• _Problem_
Please rewrite the entries below with every "Logged" replaced by "Recorded" and nothing else changed, leaving out the pictures.

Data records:
○ ○ ○
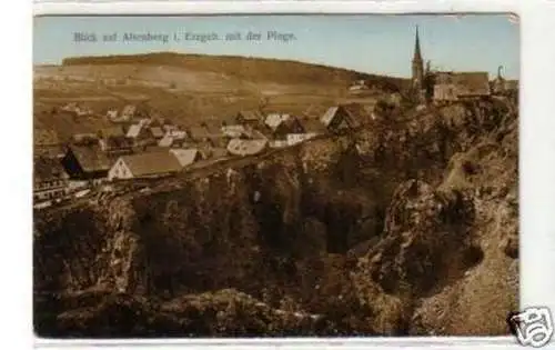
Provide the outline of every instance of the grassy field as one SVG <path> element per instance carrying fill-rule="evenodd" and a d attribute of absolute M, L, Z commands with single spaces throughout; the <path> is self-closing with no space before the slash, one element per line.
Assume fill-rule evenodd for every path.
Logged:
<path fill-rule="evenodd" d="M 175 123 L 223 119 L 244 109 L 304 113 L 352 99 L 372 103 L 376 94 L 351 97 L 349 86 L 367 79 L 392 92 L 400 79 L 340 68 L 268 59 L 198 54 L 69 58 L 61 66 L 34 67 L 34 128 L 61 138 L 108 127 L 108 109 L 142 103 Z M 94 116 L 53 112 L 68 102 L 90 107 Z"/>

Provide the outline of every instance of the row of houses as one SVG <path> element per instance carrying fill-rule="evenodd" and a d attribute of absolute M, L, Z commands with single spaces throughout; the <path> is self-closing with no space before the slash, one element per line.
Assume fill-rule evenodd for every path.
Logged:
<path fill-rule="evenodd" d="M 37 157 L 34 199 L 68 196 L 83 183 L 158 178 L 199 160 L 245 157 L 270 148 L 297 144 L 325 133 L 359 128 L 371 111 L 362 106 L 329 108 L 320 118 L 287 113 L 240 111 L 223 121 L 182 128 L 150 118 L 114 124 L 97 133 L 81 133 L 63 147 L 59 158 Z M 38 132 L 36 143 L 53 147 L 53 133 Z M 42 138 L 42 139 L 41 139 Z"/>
○ ○ ○
• _Exercise output_
Provide the outline of every instance of the grassy field as one SVG <path> element per instance carrying fill-rule="evenodd" and a d attribute of absolute M, L, Z commands with single spaces throughout; the <path> is self-closing with no space before the slash, one element per line.
Assume fill-rule evenodd for every path.
Recorded:
<path fill-rule="evenodd" d="M 175 123 L 223 119 L 244 109 L 304 113 L 352 99 L 372 103 L 376 94 L 351 97 L 349 86 L 367 79 L 392 92 L 400 79 L 340 68 L 268 59 L 198 54 L 69 58 L 61 66 L 34 67 L 34 128 L 61 138 L 108 127 L 108 109 L 142 103 Z M 94 116 L 53 112 L 68 102 L 90 107 Z"/>

Provide the outline of every instance of the row of houses as one SVG <path> element per instance carrying fill-rule="evenodd" and a d attribute of absolute M, L, Z commands with single spaces throughout; the <path> is self-closing with no space before the slash, one element per line.
Assume fill-rule evenodd for every path.
Recorded:
<path fill-rule="evenodd" d="M 37 157 L 34 199 L 68 196 L 83 183 L 158 178 L 199 160 L 245 157 L 270 148 L 297 144 L 325 133 L 359 128 L 371 111 L 362 106 L 329 108 L 320 118 L 287 113 L 240 111 L 223 121 L 182 128 L 150 118 L 114 124 L 97 133 L 81 133 L 63 147 L 59 158 Z M 38 132 L 36 143 L 53 147 L 53 133 Z M 42 138 L 42 139 L 41 139 Z"/>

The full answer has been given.